Auszug »
----

SAMARKAND - das war für mich immer ein Ort in einem Märchen aus 1001 Nacht. Nie hätte ich gedacht, dass ich einmal dorthin reisen würde!
Und doch war es so. 2018 lernte ich eher zufällig eine usbekische Bekannte, Mira, kennen. Sie eröffnete mir ihr Heimatland unvorhergesehen als touristisches Reiseziel. Meine Frau Gerhild war sofort Feuer und Flamme, damit stand die Entscheidung fest. Im Mai 2019 flogen wir zu zweit nach Usbekistan.

Ich habe wie bei früheren Reise begonnen, Tagebuch zu schreiben. Aber nicht lange. Das Reiseprogramm war so dicht und die Begleitung durch unseren Reiseführer so eng, dass wenig Zeit und Muße blieben. Am zweiten Tag habe ich noch ausführlich geschrieben, dann nur noch Stichworte, die nach der Reise ausgeführt werden mussten.

Die Reise wurde von dem usbekischen Reiseveranstalter Doca-Tours veranstaltet. Unsere kleine Zweiergruppe hatte einen Reiseführer und wechselnde Fahrer mit ihren Autos, die uns überwiegend zur Verfügung standen. Die Reise von Taschkent nach Kokand machten wir mit der Eisenbahn. Von Samarkand nach Taschkent fuhren wir in einem Schnellzug die ca. 400 km in zwei Stunden. Von Taschkent nach Nukus, 1.500 km, sind wir geflogen.

Ich werde mir die touristischen Attraktionen sparen. Die findet man in jedem Reiseführer und im Internet.
Zunächst meine Aufzeichnungen vom ZWEITEN TAG: Mir schwirrt der Kopf. Gestern Morgen waren wir noch in Bremen. Nachts hatte es leicht gefroren. Dann mittags Richtung Istanbul gestartet. Der neue Flughafen " Erdogans Prestigeobjekt " ein Konsum- und Technik-Albtraum. Wir legten eine Gedenkminute ein für die fünfzig beim Bau umgekommenen Arbeiter und die 150 für bessere Arbeitsbedingungen Streikenden, die als "Rädelsführer" ins Gefängnis geworfen wurden. Es ist - wie geplant - ein Drehkreuz zwischen Europa, Asien und Afrika. Man merkt es an den Menschen, die dort ein-, aus- und umsteigen.
Abends fliegen wir weiter nach Taschkent, die usbekische Hauptstadt, kommen spät nachts dort an. Die Zeitverschiebung zu Deutschland beträgt vier Stunden. Als wir ankommen, ist es zwei Uhr nachts, um drei sind wir im Hotel. Unser Reiseführer Shukhrat holt uns ab und begleitet uns von nun an bis zu unserem Abflug am 18. Tag. Das Hotel-Zimmer ist riesig, geschmackvoll und komfortabel.

----

Auflistung »
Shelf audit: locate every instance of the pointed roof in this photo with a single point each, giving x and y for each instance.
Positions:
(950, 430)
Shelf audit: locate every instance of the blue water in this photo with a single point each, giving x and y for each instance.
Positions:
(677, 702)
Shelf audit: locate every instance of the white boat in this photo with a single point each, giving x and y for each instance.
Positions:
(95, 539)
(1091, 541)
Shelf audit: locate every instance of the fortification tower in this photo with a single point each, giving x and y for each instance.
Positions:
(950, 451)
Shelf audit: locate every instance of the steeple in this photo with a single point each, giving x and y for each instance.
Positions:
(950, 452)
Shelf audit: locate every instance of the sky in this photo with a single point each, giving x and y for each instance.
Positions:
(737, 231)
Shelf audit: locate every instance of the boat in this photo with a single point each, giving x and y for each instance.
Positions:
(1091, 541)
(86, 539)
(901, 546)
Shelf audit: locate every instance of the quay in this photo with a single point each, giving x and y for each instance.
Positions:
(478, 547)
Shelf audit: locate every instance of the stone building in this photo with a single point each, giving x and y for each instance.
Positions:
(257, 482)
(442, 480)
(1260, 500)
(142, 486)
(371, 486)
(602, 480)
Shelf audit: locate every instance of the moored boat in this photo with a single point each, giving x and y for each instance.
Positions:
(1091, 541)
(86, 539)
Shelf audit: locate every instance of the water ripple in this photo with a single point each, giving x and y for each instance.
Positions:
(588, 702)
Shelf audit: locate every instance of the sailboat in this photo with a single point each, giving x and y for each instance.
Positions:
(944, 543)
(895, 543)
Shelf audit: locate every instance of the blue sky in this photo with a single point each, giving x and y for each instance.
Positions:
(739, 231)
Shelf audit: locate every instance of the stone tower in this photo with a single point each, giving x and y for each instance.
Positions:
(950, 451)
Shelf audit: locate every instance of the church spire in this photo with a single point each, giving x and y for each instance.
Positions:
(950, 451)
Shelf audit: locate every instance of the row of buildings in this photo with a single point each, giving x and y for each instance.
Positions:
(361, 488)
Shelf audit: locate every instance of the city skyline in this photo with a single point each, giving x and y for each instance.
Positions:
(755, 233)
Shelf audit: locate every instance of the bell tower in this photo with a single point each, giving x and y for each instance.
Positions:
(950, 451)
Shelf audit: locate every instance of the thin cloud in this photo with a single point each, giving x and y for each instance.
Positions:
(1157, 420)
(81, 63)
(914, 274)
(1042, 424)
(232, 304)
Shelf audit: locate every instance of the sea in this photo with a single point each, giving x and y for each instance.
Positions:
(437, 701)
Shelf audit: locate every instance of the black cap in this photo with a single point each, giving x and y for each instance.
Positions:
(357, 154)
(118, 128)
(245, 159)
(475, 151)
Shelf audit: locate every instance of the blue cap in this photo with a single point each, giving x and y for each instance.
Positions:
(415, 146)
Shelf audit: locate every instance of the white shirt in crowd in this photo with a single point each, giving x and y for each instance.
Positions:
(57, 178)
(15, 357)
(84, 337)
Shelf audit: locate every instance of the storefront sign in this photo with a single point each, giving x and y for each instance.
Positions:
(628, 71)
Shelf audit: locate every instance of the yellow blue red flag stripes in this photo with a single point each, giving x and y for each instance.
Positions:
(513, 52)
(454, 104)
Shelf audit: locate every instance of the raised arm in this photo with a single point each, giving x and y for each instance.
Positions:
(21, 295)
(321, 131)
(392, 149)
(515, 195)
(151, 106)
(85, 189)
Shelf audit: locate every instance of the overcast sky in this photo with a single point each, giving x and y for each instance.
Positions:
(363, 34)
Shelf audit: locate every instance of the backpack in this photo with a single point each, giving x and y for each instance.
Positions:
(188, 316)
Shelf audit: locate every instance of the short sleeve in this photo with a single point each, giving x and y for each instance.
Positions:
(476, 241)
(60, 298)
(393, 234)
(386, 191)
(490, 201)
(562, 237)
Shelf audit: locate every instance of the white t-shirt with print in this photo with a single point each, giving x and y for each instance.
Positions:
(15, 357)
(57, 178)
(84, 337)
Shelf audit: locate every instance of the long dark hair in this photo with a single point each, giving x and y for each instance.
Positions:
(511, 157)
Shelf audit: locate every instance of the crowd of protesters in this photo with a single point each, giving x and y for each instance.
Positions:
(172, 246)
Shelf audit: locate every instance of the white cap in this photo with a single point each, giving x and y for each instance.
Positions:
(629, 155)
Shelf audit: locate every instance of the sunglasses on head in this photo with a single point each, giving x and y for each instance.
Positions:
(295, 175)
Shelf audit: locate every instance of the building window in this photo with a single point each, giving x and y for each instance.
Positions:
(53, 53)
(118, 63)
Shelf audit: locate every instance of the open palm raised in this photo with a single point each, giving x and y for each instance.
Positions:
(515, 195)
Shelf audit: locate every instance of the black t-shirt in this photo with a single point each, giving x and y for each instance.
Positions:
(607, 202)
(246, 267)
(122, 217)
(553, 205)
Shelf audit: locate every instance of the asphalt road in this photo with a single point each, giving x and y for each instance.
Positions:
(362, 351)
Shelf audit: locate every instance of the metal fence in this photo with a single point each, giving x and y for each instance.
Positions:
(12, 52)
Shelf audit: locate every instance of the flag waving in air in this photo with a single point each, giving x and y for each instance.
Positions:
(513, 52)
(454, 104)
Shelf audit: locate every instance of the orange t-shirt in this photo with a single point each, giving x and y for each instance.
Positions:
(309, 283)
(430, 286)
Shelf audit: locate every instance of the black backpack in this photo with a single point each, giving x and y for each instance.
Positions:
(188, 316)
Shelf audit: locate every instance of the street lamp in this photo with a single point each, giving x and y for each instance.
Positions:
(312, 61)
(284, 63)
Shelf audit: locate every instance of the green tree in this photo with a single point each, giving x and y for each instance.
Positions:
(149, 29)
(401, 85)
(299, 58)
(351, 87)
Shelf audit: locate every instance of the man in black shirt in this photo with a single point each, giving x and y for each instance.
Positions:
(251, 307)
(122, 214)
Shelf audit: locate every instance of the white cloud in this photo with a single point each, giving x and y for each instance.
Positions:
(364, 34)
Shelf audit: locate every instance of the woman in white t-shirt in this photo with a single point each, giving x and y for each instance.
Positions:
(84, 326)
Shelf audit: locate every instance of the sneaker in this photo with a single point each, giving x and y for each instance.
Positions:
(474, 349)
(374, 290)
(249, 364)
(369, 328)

----

Welches Verkehrsmittel nutzten die Reisenden laut dem Reisebericht für die Strecke von Taschkent nach Nukus? Die Einträge haben mit dem Reisebericht nichts zu tun.

Ergebnis »
Das Flugzeug: Die rund 1.500 km legten sie im Flug zurück.